(Примеры разметки масок)
################

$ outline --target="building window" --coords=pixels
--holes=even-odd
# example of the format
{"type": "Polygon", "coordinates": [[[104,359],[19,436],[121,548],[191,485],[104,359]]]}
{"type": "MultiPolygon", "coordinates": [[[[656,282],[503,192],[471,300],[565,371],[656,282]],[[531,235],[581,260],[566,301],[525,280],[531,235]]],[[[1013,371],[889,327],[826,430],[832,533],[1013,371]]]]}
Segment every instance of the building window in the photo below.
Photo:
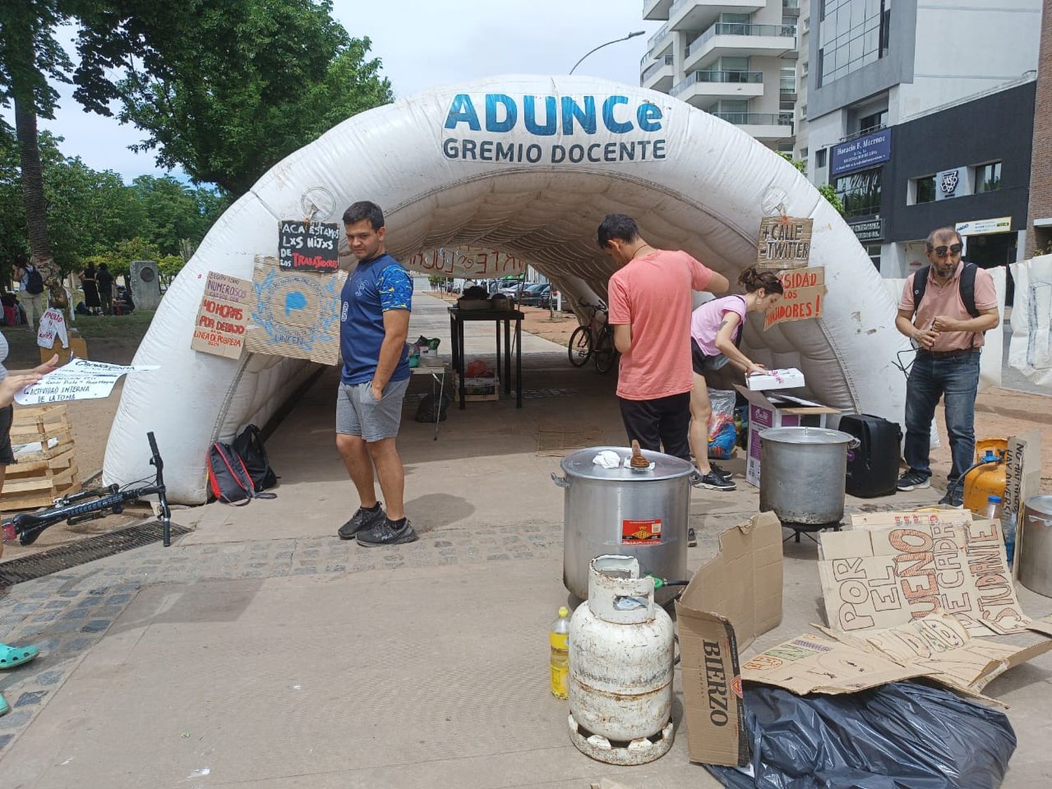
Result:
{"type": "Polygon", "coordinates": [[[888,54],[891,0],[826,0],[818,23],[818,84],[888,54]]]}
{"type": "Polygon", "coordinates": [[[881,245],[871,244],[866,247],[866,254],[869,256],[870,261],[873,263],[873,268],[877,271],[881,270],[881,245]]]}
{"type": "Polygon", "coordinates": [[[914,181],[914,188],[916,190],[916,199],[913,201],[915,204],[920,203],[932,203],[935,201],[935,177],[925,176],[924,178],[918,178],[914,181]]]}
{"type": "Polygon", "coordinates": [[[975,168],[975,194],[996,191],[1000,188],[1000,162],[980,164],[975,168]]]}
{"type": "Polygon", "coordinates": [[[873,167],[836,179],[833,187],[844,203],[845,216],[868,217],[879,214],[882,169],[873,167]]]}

################

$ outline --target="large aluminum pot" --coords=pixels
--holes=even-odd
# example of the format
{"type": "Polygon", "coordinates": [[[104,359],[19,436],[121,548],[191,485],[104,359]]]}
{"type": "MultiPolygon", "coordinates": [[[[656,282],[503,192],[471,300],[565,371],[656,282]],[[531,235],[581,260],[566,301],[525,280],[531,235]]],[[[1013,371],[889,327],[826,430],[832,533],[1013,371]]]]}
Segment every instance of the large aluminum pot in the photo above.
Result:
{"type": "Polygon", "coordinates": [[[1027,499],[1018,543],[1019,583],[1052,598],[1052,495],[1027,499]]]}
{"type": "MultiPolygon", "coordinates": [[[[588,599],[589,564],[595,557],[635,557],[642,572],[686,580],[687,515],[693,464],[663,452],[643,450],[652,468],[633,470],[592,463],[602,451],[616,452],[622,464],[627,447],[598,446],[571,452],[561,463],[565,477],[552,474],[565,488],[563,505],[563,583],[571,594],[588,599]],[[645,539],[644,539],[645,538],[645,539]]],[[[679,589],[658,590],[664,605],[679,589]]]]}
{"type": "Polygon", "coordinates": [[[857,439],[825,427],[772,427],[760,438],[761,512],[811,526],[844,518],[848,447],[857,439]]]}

################

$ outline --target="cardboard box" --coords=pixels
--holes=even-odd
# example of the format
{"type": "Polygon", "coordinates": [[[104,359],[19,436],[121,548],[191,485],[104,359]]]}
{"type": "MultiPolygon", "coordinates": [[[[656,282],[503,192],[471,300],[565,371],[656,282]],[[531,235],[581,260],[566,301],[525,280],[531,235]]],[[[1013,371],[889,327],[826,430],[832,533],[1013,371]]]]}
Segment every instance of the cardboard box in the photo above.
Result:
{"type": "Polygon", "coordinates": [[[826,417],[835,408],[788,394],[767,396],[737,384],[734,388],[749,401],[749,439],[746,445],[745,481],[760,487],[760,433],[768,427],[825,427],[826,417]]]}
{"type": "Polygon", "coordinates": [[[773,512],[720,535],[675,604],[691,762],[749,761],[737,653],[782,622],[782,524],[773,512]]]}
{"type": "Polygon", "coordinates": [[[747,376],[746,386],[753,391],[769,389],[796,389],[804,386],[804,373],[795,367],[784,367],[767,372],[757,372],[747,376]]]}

################

Задание:
Выберите из данных выше все строки, содержащие строку «coords», и перепишите их без изменений.

Решение:
$ outline --target="building window" --coords=pixels
$ outline --target="large aluminum pot" --coords=pixels
$ outline --target="cardboard box" --coords=pixels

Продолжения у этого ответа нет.